TASK TO COMPLETE: List each line in the data below that contains the string "snowmobile".

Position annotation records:
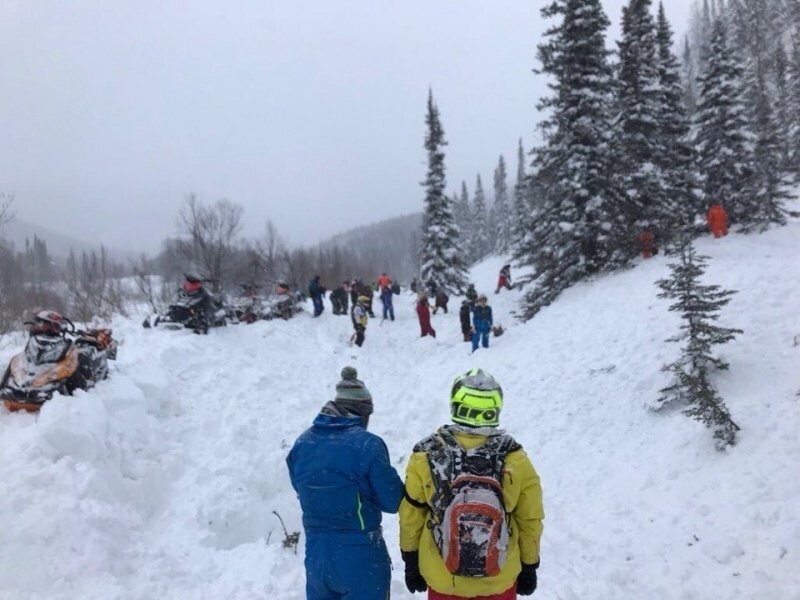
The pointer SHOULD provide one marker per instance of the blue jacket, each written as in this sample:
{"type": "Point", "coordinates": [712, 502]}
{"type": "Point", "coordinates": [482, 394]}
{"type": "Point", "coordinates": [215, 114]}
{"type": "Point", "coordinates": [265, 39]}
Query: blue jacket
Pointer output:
{"type": "Point", "coordinates": [315, 288]}
{"type": "Point", "coordinates": [343, 476]}
{"type": "Point", "coordinates": [482, 317]}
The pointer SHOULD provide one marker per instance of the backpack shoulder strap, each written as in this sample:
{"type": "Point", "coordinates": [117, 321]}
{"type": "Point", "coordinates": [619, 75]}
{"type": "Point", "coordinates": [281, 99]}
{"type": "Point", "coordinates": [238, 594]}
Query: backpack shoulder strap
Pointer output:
{"type": "Point", "coordinates": [498, 447]}
{"type": "Point", "coordinates": [445, 458]}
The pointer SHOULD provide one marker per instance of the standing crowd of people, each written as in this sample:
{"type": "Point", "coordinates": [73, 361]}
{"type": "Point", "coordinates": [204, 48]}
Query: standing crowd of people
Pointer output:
{"type": "Point", "coordinates": [476, 318]}
{"type": "Point", "coordinates": [716, 223]}
{"type": "Point", "coordinates": [470, 508]}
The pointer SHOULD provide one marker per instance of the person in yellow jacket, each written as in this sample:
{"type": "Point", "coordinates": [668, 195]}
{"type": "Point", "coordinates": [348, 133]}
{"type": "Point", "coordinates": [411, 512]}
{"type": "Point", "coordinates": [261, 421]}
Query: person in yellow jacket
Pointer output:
{"type": "Point", "coordinates": [471, 518]}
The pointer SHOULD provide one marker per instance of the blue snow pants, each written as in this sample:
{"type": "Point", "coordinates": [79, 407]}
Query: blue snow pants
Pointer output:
{"type": "Point", "coordinates": [319, 307]}
{"type": "Point", "coordinates": [388, 307]}
{"type": "Point", "coordinates": [481, 334]}
{"type": "Point", "coordinates": [349, 565]}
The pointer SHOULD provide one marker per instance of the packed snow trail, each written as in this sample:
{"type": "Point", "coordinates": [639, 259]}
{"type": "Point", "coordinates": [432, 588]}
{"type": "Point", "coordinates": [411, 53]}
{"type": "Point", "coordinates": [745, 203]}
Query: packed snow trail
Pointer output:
{"type": "Point", "coordinates": [161, 482]}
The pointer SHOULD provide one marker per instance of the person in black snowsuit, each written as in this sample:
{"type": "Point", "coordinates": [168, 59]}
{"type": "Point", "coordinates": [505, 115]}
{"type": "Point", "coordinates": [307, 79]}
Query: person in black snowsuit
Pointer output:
{"type": "Point", "coordinates": [317, 293]}
{"type": "Point", "coordinates": [471, 294]}
{"type": "Point", "coordinates": [441, 301]}
{"type": "Point", "coordinates": [465, 314]}
{"type": "Point", "coordinates": [483, 321]}
{"type": "Point", "coordinates": [369, 292]}
{"type": "Point", "coordinates": [432, 287]}
{"type": "Point", "coordinates": [355, 289]}
{"type": "Point", "coordinates": [339, 298]}
{"type": "Point", "coordinates": [504, 279]}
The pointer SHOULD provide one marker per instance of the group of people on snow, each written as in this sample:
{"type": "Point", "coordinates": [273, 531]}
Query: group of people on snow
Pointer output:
{"type": "Point", "coordinates": [470, 509]}
{"type": "Point", "coordinates": [716, 222]}
{"type": "Point", "coordinates": [475, 314]}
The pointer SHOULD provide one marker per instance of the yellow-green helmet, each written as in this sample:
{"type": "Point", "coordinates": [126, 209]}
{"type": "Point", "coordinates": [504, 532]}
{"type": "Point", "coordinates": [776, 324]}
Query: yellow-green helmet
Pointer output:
{"type": "Point", "coordinates": [476, 399]}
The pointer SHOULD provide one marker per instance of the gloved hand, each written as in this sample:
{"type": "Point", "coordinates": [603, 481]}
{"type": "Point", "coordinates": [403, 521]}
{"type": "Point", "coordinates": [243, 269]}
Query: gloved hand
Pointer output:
{"type": "Point", "coordinates": [414, 580]}
{"type": "Point", "coordinates": [526, 582]}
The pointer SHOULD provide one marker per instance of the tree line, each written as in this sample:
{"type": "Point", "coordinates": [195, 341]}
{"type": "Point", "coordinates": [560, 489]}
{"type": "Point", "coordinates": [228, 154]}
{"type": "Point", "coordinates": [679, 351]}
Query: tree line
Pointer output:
{"type": "Point", "coordinates": [632, 140]}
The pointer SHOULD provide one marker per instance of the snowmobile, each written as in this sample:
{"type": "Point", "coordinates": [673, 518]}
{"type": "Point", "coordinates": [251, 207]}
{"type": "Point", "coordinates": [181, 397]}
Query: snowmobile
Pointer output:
{"type": "Point", "coordinates": [195, 308]}
{"type": "Point", "coordinates": [284, 305]}
{"type": "Point", "coordinates": [57, 358]}
{"type": "Point", "coordinates": [248, 306]}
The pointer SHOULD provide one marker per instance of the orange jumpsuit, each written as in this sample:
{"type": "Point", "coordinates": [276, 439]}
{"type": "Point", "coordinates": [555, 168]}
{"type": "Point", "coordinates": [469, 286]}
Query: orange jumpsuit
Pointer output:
{"type": "Point", "coordinates": [647, 240]}
{"type": "Point", "coordinates": [718, 220]}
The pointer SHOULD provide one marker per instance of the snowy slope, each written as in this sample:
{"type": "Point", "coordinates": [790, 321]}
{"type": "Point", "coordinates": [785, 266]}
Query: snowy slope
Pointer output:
{"type": "Point", "coordinates": [161, 482]}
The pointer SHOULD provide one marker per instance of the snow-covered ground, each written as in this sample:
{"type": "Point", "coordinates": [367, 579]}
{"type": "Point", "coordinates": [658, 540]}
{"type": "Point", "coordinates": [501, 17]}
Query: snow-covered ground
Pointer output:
{"type": "Point", "coordinates": [161, 482]}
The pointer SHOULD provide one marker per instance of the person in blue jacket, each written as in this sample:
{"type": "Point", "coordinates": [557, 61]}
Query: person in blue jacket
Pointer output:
{"type": "Point", "coordinates": [317, 293]}
{"type": "Point", "coordinates": [344, 480]}
{"type": "Point", "coordinates": [482, 323]}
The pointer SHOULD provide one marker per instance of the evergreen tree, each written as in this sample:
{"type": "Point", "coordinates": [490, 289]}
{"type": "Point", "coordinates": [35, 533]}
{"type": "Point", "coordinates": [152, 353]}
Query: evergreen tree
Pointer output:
{"type": "Point", "coordinates": [501, 215]}
{"type": "Point", "coordinates": [675, 153]}
{"type": "Point", "coordinates": [699, 306]}
{"type": "Point", "coordinates": [521, 208]}
{"type": "Point", "coordinates": [723, 138]}
{"type": "Point", "coordinates": [689, 78]}
{"type": "Point", "coordinates": [793, 103]}
{"type": "Point", "coordinates": [441, 259]}
{"type": "Point", "coordinates": [579, 213]}
{"type": "Point", "coordinates": [770, 184]}
{"type": "Point", "coordinates": [480, 241]}
{"type": "Point", "coordinates": [640, 102]}
{"type": "Point", "coordinates": [782, 106]}
{"type": "Point", "coordinates": [463, 210]}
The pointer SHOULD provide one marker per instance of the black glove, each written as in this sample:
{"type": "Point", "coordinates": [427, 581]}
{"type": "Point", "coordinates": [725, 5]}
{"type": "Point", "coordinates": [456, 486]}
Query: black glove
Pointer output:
{"type": "Point", "coordinates": [526, 582]}
{"type": "Point", "coordinates": [414, 580]}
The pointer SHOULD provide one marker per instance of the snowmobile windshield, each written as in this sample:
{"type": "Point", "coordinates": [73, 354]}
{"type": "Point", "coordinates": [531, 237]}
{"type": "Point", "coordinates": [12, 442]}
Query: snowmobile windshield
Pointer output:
{"type": "Point", "coordinates": [46, 349]}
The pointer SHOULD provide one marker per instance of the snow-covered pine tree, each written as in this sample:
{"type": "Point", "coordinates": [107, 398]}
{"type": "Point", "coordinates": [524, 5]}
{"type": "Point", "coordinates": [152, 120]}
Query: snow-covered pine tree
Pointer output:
{"type": "Point", "coordinates": [724, 142]}
{"type": "Point", "coordinates": [782, 107]}
{"type": "Point", "coordinates": [501, 215]}
{"type": "Point", "coordinates": [689, 79]}
{"type": "Point", "coordinates": [675, 153]}
{"type": "Point", "coordinates": [699, 306]}
{"type": "Point", "coordinates": [793, 100]}
{"type": "Point", "coordinates": [579, 215]}
{"type": "Point", "coordinates": [770, 183]}
{"type": "Point", "coordinates": [480, 241]}
{"type": "Point", "coordinates": [639, 103]}
{"type": "Point", "coordinates": [521, 207]}
{"type": "Point", "coordinates": [463, 214]}
{"type": "Point", "coordinates": [441, 258]}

THE OUTPUT:
The pointer SHOULD provide one marker per instance of the snowmobile, each written as in this sample:
Query: snowmobile
The pointer SHOULD provide one marker per instance of the snowmobile windshield, each written as in this sample:
Query: snowmobile windshield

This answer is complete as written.